## Data:
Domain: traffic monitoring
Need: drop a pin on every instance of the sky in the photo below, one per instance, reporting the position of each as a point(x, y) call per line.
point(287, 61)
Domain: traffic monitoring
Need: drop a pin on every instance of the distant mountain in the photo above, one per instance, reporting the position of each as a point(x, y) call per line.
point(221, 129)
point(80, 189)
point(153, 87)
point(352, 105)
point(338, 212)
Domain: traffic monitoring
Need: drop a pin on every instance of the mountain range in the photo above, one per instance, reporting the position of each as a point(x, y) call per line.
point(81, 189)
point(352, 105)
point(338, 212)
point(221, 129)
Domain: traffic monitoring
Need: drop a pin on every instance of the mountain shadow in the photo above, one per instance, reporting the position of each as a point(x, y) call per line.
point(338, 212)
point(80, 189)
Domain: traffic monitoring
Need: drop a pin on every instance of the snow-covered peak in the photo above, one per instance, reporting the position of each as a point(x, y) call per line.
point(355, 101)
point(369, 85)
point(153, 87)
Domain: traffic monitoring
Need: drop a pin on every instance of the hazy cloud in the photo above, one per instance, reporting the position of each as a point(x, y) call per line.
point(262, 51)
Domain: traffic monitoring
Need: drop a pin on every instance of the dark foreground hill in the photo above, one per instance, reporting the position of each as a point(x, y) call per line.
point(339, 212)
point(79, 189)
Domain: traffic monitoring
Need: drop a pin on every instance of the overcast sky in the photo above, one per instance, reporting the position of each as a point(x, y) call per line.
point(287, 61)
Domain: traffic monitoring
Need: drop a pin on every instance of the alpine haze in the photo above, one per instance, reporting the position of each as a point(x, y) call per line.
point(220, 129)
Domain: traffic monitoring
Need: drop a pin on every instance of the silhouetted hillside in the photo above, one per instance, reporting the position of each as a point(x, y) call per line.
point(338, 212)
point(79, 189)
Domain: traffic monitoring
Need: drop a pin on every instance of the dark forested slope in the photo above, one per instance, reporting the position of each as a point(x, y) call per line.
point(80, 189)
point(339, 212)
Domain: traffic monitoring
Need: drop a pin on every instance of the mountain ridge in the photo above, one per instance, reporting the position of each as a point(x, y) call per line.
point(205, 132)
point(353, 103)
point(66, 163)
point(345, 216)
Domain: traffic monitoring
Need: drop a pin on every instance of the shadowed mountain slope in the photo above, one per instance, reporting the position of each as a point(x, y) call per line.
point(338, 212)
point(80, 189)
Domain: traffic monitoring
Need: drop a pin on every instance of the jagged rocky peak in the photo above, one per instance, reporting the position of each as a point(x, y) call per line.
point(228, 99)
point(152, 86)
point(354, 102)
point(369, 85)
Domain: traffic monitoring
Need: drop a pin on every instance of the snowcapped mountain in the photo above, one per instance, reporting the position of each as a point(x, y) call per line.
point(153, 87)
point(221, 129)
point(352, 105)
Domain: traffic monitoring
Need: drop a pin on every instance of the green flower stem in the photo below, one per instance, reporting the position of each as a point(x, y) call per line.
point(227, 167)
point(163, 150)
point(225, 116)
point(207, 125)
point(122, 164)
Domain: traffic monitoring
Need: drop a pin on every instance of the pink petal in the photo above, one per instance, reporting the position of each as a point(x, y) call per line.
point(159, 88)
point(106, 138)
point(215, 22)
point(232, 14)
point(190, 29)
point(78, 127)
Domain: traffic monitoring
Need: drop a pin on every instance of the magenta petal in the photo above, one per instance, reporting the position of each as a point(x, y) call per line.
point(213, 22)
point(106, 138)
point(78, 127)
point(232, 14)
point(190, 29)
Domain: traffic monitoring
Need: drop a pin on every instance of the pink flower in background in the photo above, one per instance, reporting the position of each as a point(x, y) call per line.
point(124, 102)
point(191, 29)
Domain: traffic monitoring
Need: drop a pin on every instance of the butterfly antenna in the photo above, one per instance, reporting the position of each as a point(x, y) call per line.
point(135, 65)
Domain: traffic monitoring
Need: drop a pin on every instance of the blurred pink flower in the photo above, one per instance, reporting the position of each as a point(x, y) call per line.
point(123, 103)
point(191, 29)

## Requirement:
Please repeat all the records above exactly as they appear.

## Task response:
Domain: traffic monitoring
Need: drop a pin on every instance of the sky in the photo below, one per instance, reporting the position of each as a point(x, y) call per line.
point(287, 61)
Domain: traffic monitoring
Need: drop a pin on every instance of the distant mountain in the photo above, one per instance, reporting the position of each as a point(x, y) call per line.
point(221, 129)
point(80, 189)
point(153, 87)
point(352, 105)
point(338, 212)
Domain: traffic monitoring
Need: drop a pin on every instance of the mountain range in the photo above, one per instance, reporting the position of each as a point(x, y) call per line.
point(81, 189)
point(352, 105)
point(338, 212)
point(221, 129)
Domain: traffic monitoring
Need: drop a pin on every instance of the mountain shadow in the photo above, one per instance, reporting the position of each as a point(x, y) call per line.
point(338, 212)
point(80, 189)
Domain: traffic monitoring
Need: drop a pin on every instance of the snow-covered peak in the photo above, one per instance, reporting the position of each as a point(x, y) call per line.
point(355, 101)
point(369, 85)
point(153, 87)
Domain: traffic monitoring
Need: drop a pin on every instance of the hazy cloud in the photo above, one per instance, reporting the position of each as a point(x, y) call per line.
point(262, 51)
Domain: traffic monitoring
Need: drop a pin on every instance of the dark foreground hill in the photo above, one per instance, reporting the position of each as a point(x, y) call per line.
point(339, 212)
point(79, 189)
Domain: traffic monitoring
Need: drop a pin on every instance of the overcast sky in the photo above, one per instance, reporting the position of each as a point(x, y) call per line.
point(287, 61)
Domain: traffic monitoring
Need: drop a pin on every instance of the alpine haze in the photo above, one per instance, reporting the position of each as a point(x, y) call per line.
point(220, 129)
Domain: traffic monitoring
Need: drop a pin on every instance of the silhouetted hillside in the photo above, one per instance, reporting the position of each as a point(x, y) call per line.
point(338, 212)
point(79, 189)
Domain: traffic monitoring
Need: drop a pin on every instance of the dark forested slope in the photo above, one per instance, reporting the position of each as a point(x, y) call per line.
point(80, 189)
point(339, 212)
Domain: traffic monitoring
Need: drop a pin on every instance of the mountain ridge in the photo above, one per instance, reporting the position of each as a point(x, y) call per line.
point(205, 132)
point(353, 103)
point(66, 163)
point(345, 216)
Domain: traffic monitoring
Need: drop a pin on every instance of the shadowed mountain slope in the photo above, one per instance, reporting the position of each as a point(x, y) call per line.
point(338, 212)
point(80, 189)
Domain: traffic monitoring
Need: drop a pin on every instance of the jagged rocky peak in the photo above, one per instance, reporting the position of each as a point(x, y) call per line.
point(228, 99)
point(152, 86)
point(354, 102)
point(369, 85)
Domain: traffic monitoring
Need: drop a pin on every instance of the snowcapped mountain in the photo above, one per instance, reporting the position of each as a point(x, y) call per line.
point(153, 87)
point(221, 129)
point(352, 105)
Domain: traffic monitoring
Need: drop a pin on every instance of the green flower stem in the photo below, one per instance, reporting the position of each as a point(x, y) call per line.
point(227, 167)
point(163, 150)
point(225, 116)
point(207, 125)
point(122, 164)
Domain: traffic monitoring
Need: drop a pin on every instance of the pink petal in the photo above, one per instance, reporting the position of each as a point(x, y) call per line.
point(159, 88)
point(106, 138)
point(215, 22)
point(232, 14)
point(190, 29)
point(78, 127)
Domain: traffic monitoring
Need: drop a pin on every instance of the magenta petal in the photo above, one per instance, reporting the position of each as a point(x, y) call per line.
point(213, 22)
point(106, 138)
point(78, 127)
point(232, 14)
point(190, 29)
Domain: traffic monitoring
Need: drop a pin on every instance of the pink flower in background in the photo above, one per instance, reporting the position of each as a point(x, y) call per line.
point(124, 102)
point(191, 29)
Domain: traffic monitoring
Need: drop a pin on every instance of the butterfly antenna in the photo above, one per instance, reporting the position of each as a point(x, y) call per line.
point(135, 65)
Domain: traffic monitoring
Need: drop a pin on every instance of the blurred pink flower in the photo above, one per instance, reporting the position of each as a point(x, y) call per line.
point(123, 103)
point(191, 29)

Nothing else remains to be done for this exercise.